▶ _Work order_: When you give the entries again, keep every word as it stands and drop the pictures.

▶ _Data provided_:

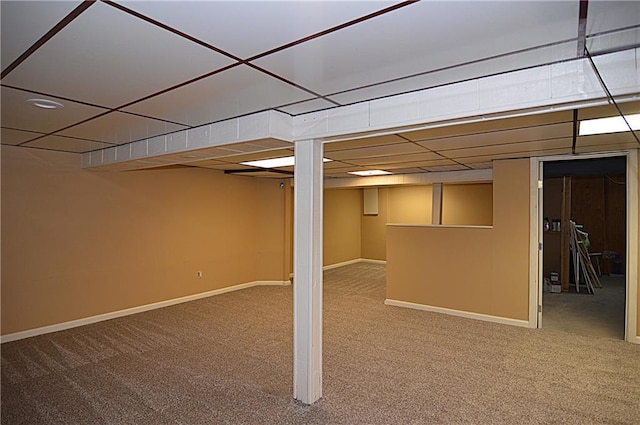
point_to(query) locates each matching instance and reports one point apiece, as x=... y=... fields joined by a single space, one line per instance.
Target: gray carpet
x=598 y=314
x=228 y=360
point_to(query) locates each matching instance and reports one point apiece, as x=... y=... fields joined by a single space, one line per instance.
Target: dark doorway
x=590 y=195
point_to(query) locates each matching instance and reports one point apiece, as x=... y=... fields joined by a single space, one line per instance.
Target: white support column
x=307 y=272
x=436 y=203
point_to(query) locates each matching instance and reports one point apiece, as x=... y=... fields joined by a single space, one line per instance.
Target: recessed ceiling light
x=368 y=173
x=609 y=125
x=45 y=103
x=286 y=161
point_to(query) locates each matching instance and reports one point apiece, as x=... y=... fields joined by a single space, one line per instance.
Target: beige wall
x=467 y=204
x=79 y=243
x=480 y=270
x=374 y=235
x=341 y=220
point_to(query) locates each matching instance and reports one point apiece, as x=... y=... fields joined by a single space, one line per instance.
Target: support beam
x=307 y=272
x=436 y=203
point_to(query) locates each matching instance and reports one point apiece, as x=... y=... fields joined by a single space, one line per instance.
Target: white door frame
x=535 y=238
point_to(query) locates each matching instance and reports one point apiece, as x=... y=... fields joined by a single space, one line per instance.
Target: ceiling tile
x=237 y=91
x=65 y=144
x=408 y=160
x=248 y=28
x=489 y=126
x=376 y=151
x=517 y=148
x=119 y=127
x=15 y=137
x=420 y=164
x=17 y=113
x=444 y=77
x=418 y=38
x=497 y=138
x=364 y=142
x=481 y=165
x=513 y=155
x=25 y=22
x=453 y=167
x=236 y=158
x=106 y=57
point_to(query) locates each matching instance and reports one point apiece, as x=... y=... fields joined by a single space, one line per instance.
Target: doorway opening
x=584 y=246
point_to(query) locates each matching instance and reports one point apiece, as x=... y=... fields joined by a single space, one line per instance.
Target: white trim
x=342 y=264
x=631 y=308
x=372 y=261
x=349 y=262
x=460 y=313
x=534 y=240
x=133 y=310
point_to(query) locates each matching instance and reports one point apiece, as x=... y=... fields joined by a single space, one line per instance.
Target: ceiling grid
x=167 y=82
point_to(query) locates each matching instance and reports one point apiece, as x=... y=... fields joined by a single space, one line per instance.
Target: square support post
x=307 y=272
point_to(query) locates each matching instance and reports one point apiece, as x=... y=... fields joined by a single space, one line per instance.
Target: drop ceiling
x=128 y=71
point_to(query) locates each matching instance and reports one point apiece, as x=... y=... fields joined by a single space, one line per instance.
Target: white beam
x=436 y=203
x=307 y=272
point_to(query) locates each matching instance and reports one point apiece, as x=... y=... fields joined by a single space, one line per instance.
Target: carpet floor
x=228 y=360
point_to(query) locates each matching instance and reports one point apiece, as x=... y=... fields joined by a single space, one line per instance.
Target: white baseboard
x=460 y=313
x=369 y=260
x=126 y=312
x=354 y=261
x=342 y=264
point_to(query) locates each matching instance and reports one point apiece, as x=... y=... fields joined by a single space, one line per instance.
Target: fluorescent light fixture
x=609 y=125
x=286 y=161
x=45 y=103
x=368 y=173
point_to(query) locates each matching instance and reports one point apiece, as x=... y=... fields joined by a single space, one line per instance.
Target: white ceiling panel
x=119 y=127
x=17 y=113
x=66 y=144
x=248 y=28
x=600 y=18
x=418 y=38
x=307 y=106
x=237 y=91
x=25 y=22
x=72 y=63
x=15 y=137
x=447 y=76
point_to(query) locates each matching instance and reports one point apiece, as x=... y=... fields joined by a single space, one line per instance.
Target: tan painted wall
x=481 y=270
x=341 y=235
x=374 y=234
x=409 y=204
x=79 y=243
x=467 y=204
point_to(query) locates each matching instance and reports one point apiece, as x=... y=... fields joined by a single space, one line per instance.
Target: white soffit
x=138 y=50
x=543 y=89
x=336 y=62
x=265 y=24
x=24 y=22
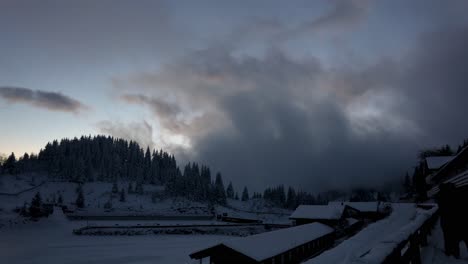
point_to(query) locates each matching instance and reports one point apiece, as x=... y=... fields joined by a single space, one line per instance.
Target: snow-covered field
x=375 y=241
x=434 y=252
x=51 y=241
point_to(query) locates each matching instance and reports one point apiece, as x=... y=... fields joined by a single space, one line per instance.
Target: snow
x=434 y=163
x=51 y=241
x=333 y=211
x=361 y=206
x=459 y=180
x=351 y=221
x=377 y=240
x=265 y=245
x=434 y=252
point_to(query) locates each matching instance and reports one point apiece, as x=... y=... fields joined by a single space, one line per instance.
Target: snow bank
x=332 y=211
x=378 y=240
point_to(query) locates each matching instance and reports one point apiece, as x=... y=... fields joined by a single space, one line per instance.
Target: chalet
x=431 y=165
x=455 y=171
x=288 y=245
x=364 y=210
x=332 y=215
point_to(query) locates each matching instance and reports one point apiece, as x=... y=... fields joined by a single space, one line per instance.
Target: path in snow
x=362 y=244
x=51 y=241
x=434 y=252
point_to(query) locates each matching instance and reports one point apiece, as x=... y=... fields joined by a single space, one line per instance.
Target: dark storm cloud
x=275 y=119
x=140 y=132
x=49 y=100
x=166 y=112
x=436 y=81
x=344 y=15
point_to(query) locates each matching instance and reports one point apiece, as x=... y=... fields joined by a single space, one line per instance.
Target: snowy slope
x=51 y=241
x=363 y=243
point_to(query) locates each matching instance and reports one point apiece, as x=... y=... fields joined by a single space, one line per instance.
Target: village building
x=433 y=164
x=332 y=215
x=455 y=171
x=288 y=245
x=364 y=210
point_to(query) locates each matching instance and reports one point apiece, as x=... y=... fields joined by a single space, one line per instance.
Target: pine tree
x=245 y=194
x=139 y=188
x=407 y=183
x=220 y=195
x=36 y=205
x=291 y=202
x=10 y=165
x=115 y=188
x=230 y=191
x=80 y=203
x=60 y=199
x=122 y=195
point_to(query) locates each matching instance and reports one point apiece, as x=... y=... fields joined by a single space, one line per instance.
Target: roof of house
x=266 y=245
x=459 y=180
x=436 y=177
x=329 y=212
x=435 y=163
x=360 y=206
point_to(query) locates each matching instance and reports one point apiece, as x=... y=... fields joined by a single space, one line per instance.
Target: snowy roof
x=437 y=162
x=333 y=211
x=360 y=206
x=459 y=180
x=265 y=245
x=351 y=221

▶ _Answer section_:
point_to(query) locates each matching instance and reports one point apiece, as x=... y=... fields joined by a single space, one line per instance.
Target: gray carpet
x=598 y=314
x=228 y=360
point_to(query) locates each matching instance and reports one point apiece, as x=... y=... fields joined by a single space, one line per instance.
Target: dark doorway
x=590 y=195
point_to(query) locates each matching instance and reports one point apiece, as x=... y=... fields joined by a single space, one line per instance.
Target: white support column
x=307 y=272
x=436 y=203
point_to(query) locates each matching instance and reports one point apiece, as x=... y=... fields joined by a single space, one line per instance.
Target: recessed ceiling light
x=368 y=173
x=609 y=125
x=45 y=103
x=286 y=161
point_to(query) locates each matching instance and reports one point apiece, as x=... y=... fields joined by a single space, one line per instance.
Target: beige wall
x=467 y=204
x=79 y=243
x=480 y=270
x=374 y=235
x=341 y=220
point_to(query) locates each matching instance and reports one point apiece, as x=... y=... fields joined by a single space, one line per instance.
Target: support beam
x=307 y=272
x=436 y=203
point_to(query) locates each matching instance and reports one point apiece, as x=... y=... fields joined by a single space, one line per instance.
Target: white door frame
x=535 y=238
point_to(query) locates each matching instance and reports one point apiece, as x=... y=... fields joined by a single space, one line per instance.
Target: ceiling tile
x=237 y=91
x=65 y=144
x=408 y=160
x=248 y=28
x=489 y=126
x=376 y=151
x=517 y=148
x=119 y=127
x=15 y=137
x=420 y=164
x=17 y=113
x=444 y=77
x=418 y=38
x=497 y=138
x=364 y=142
x=481 y=165
x=513 y=155
x=25 y=22
x=453 y=167
x=236 y=158
x=106 y=57
point_to(query) locates each matching instance and reports one point apiece, as x=... y=... fields joined by a single space, one line per instance.
Target: doorway opening
x=584 y=246
point_to(query) locates each matching instance and reports one point apiece, as x=... y=... fields joined by a single space, one line per instance.
Target: white trim
x=342 y=264
x=631 y=308
x=372 y=261
x=349 y=262
x=460 y=313
x=534 y=240
x=133 y=310
point_to(query) locates each matching instance and reports one point apiece, as x=... y=... fields joined by a single space, one line per instance.
Target: ceiling grid
x=167 y=82
point_to(query) locates each matching instance and reports one point apiece, as x=... y=... fields joined by a single space, one line per instance.
Target: square support post
x=307 y=272
point_to(query) locates each matching instance and reports one point apiece, as x=... y=... fields joined by a single space, one line per instance.
Target: drop ceiling
x=128 y=71
point_to(query) locates each matching instance and reports one point apiece, as x=... y=... fields joined by a single space, one line per instance.
Target: white beam
x=436 y=203
x=307 y=272
point_to(query) locates each matching instance and reports one point apiece, as x=... y=... fields joined by a single space, one line per instance.
Target: carpet floor
x=228 y=360
point_to(query) locates each matching instance and reports one point apiece, as x=... y=... fields joined by a single space, one line per instance.
Target: white baseboard
x=460 y=313
x=369 y=260
x=126 y=312
x=354 y=261
x=342 y=264
point_to(query) locates each matching instance and reports one point apiece, as x=... y=... fields joined by a single space, one line per instance.
Target: fluorescent light fixture
x=609 y=125
x=286 y=161
x=45 y=103
x=368 y=173
point_to(query) locates each matching instance and reports one point apiece, as x=... y=... fields joined by a single space, one line per instance.
Target: white ceiling panel
x=119 y=127
x=17 y=113
x=66 y=144
x=248 y=28
x=600 y=18
x=418 y=38
x=307 y=106
x=237 y=91
x=25 y=22
x=72 y=63
x=15 y=137
x=447 y=76
point_to(query) locates each matching instance and reports one point apiece, as x=... y=... fields joined by a single space, one line per instance.
Target: tan painted wall
x=481 y=270
x=341 y=235
x=374 y=234
x=409 y=204
x=79 y=243
x=467 y=204
point_to(query) locates each matching instance and reports one point apiece, as x=... y=... fields joined by a single space, one line per instance.
Target: white soffit
x=138 y=50
x=543 y=89
x=336 y=62
x=265 y=24
x=24 y=22
point_to(query) locates each matching instance and reports one point apiece, as x=... y=... fields joined by a single space, one line per instance.
Target: snow-covered field
x=375 y=241
x=434 y=252
x=51 y=241
point_to(query) locates each matching instance and reports one point apiece, as x=... y=... fields joined by a single space, one line per instance.
Target: snow
x=434 y=163
x=51 y=241
x=333 y=211
x=361 y=206
x=459 y=180
x=351 y=221
x=377 y=240
x=265 y=245
x=434 y=252
point_to(query) locates each matching instance and reports one point apiece, as x=... y=... fields joined by a single space, one line per instance.
Target: snow bank
x=332 y=211
x=378 y=240
point_to(query) locates each matching instance and reports one point apiece, as x=... y=... fields joined by a single space, one line per instance.
Target: chalet
x=431 y=165
x=455 y=171
x=288 y=245
x=364 y=210
x=332 y=215
point_to(query) locates each matching instance and reports one point apiece, as x=... y=... fields joined by a single space, one line per instance.
Target: path in snow
x=362 y=244
x=51 y=241
x=434 y=252
point_to(query) locates each matching instance and reports one point apiece, as x=... y=... fields joined by a single space, one line per instance.
Target: dark storm cloud
x=275 y=119
x=140 y=132
x=49 y=100
x=166 y=112
x=436 y=81
x=344 y=15
point_to(query) locates each matching instance and reports one point apiece, as x=... y=... fields joined by a single space, one line per instance.
Target: snowy slope
x=51 y=241
x=363 y=243
point_to(query) locates each matching instance and reports one point apiece, as x=... y=... fields joined by a single space, one line per instance.
Target: village building
x=433 y=164
x=332 y=215
x=455 y=171
x=288 y=245
x=364 y=210
point_to(query) locates each matching instance and reports one point apiece, as x=... y=... fields joined by a single space, one line per instance.
Target: pine tree
x=245 y=194
x=139 y=188
x=407 y=183
x=220 y=195
x=36 y=205
x=291 y=202
x=10 y=165
x=115 y=188
x=230 y=191
x=80 y=203
x=60 y=199
x=122 y=195
point_to(query) locates each matching instance and reports one point apiece, as x=... y=... fields joined by a single space, one line per instance.
Target: roof of house
x=266 y=245
x=459 y=180
x=436 y=177
x=329 y=212
x=435 y=163
x=360 y=206
point_to(query) locates each matching instance and reports one point apiece, as x=... y=... fields joined by a single space, one line per instance.
Target: snowy roof
x=437 y=162
x=333 y=211
x=360 y=206
x=459 y=180
x=265 y=245
x=351 y=221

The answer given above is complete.